**Activity 1**
Summarize the passage on Medicare provider-sponsored organizations in three sentences.
**Activity 2**
Carry the passage on Medicare provider-sponsored organizations forward from its final sentence.

**Given passage**
* * * * * * * * *
Borrowing money also has its drawbacks, including the cost of paying back interest and the timetable for pay back, regardless of the PSO's cash flow, Lamphere says. Plus loans are harder to secure when Wall Street firms would rather lend money to companies with long track records, rather than to fledgling organizations, she adds.

· Pro: Take advantage of capitation trends.

Most Medicare providers have strategic plans regarding moving into a capitated environment, says John Gorman, president of Managed Care Compliance Solutions Inc. in Washington, DC. Gorman is a national speaker on PSOs, including a recent lecture at the 10th annual National Managed Health Care Congress held in April in Atlanta.

"They recognize that the population is aging and growing substantially," Gorman explains. "For a provider system to make the leap from global capitation to direct contracting is not that long of a jump."

Strategically, it makes sense for a provider who already is involved in global capitation to get into direct contracting as soon as possible, he adds.

· Con: You'll have to struggle through bureaucratic quicksand.

Although the federal government is allowing providers to jump into this new PSO vehicle, the Health Care Financing Administration (HCFA) has not made it easy. PSOs likely will have to follow rules as stringent as HMOs and others do when they apply to sell Medicare.

"The application process for Medicare is brutal. I've seen some Medicare applications delivered in trucks," Gorman says. "Generally, if your application process does not produce four or six 6-inch binders full of narrative or charts and documents, then you've missed something. I've never seen one of these done in under 90 days."

In addition to the application process, a PSO will need to conduct an actuarial study, show an ability to track and collect data for quality improvement, outline marketing strategies, and prepare for a site visit by HCFA, says Roger Burke, vice president of managed care business development for Tenet Healthcare Corp. of Dallas. "They won't let you sign up seniors until they approve all the marketing materials, and then you have site visits and so forth."

Tenet Healthcare was involved with HCFA's PSO demonstration project through its New Orleans-based Tenet Louisiana HealthSystem, which formed Peoples Health Network along with about 800 physicians and created the Medicare product, Tenet Choices 65.

"The reason we selected New Orleans is because they were experienced in managing risk already and had done a good job working with the senior population," Burke adds.
* * * * * * * * *
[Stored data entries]
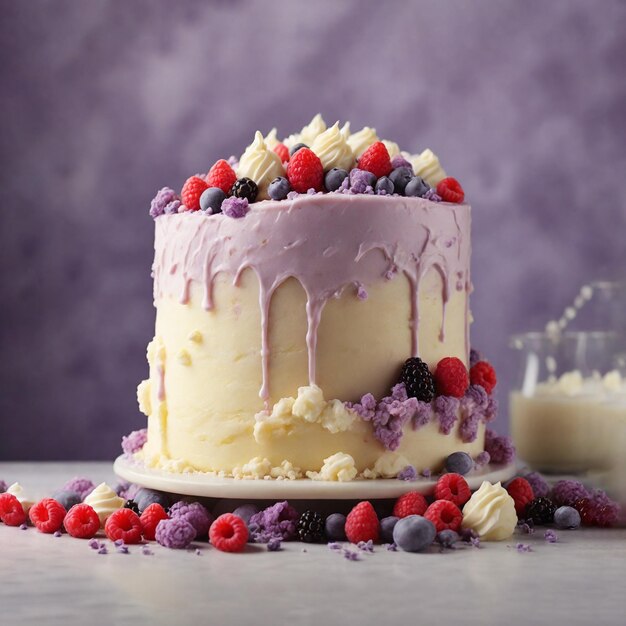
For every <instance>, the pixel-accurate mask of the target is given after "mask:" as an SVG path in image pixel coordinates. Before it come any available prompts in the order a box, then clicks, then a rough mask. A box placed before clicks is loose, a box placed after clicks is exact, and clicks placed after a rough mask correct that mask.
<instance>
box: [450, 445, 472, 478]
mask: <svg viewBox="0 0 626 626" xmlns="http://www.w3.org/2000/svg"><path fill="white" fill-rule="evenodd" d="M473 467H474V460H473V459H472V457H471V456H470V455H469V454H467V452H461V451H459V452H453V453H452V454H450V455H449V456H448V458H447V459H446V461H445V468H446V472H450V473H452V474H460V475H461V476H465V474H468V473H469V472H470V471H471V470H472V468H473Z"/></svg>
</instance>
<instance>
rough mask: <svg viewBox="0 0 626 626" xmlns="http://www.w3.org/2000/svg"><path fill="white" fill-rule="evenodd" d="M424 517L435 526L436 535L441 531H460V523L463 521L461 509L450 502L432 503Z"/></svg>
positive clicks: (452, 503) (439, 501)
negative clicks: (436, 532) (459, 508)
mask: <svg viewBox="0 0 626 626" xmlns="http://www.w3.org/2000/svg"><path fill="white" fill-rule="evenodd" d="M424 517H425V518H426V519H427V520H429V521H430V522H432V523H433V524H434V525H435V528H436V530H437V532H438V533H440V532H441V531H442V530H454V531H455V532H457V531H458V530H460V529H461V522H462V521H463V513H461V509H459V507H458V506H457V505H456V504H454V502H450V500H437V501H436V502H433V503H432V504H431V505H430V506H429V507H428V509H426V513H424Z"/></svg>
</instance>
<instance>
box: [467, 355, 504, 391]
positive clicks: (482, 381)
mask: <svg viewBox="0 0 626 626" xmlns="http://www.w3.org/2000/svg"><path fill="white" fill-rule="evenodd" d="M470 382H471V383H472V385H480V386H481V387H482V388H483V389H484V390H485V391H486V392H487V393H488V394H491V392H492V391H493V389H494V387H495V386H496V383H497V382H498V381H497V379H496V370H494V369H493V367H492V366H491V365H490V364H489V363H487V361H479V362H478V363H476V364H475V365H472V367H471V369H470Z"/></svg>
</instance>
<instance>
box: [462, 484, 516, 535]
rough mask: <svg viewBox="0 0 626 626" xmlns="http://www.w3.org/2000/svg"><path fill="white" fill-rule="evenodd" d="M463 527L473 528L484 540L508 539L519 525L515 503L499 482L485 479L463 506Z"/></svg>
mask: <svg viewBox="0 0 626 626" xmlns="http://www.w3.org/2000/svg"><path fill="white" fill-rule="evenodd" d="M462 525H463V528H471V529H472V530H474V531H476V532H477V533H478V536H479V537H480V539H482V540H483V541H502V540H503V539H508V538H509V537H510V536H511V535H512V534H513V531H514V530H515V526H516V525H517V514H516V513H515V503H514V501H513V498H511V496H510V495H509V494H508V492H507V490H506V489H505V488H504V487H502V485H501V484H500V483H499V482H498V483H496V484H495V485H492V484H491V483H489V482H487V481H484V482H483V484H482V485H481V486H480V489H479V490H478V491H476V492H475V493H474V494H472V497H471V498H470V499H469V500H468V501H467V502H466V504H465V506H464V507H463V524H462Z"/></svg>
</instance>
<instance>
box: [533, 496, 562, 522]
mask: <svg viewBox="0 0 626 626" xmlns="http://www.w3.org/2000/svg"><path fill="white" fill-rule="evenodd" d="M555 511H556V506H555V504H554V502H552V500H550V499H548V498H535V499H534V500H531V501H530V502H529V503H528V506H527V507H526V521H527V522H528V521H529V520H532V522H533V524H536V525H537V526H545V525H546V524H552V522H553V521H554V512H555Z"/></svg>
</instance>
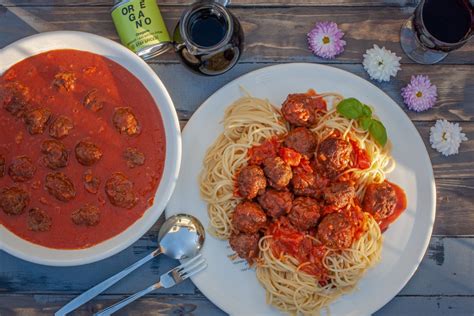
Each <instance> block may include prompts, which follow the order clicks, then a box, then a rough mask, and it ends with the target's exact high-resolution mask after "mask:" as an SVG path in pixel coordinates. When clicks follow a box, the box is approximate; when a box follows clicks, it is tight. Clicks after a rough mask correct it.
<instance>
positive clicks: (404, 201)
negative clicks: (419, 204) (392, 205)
* * * * * * * * *
**Exercise answer 1**
Borrowing money has drawbacks for a PSO, including interest costs, a repayment timetable that does not depend on its cash flow, and the difficulty of obtaining loans from Wall Street firms that prefer companies with long track records. For a provider already involved in global capitation, moving into direct contracting as soon as possible makes strategic sense, since the population is aging and growing substantially. HCFA has not made the process easy, however: PSOs face a brutal Medicare application process and must also conduct an actuarial study, show an ability to track and collect data for quality improvement, outline marketing strategies, and prepare for a site visit.

**Exercise answer 2**
The PSO, which was two years in the planning stage, uses a gatekeeper model in which Medicare beneficiaries are encouraged to see providers within the Peoples Health Network. For a copayment, they also may choose to see a broader range of providers that are part of Tenet Louisiana HealthSystem, Burke says.

· Pro: PSOs could improve clinical quality and outcomes.

PSOs will have complete control over the clinical quality of care and outcomes and may set their own care standards, Reynolds says. "They also have the opportunity to reduce the cost of care, and in doing so, they can have some money left over for themselves."

· Con: There will be marketing and competition challenges.

Marketing to seniors can be tough

Marketing Medicare insurance to seniors is difficult because unlike the commercial insurance population, they have to be approached on an individual basis.

"Enrolling them on an individual basis is very different and more expensive than enrolling employees through an employer," Dowd says. "You may be going to synagogues or churches."

Some PSOs might find that their market is not interested in the type of insurance services they are offering. "They need to make sure there will be a market for their services, and that's much more easily said than done," Reynolds says.

"The other problem is if a hospital and physicians start a PSO they are literally going into competition with HMOs in their marketplace, and the HMOs are likely to retaliate by moving contracts away from them," he adds.

PSOs will need to find creative ways to appease major insurers through product joint ventures or by marketing a product that is not competitive with the insurer's core business, Dowd suggests.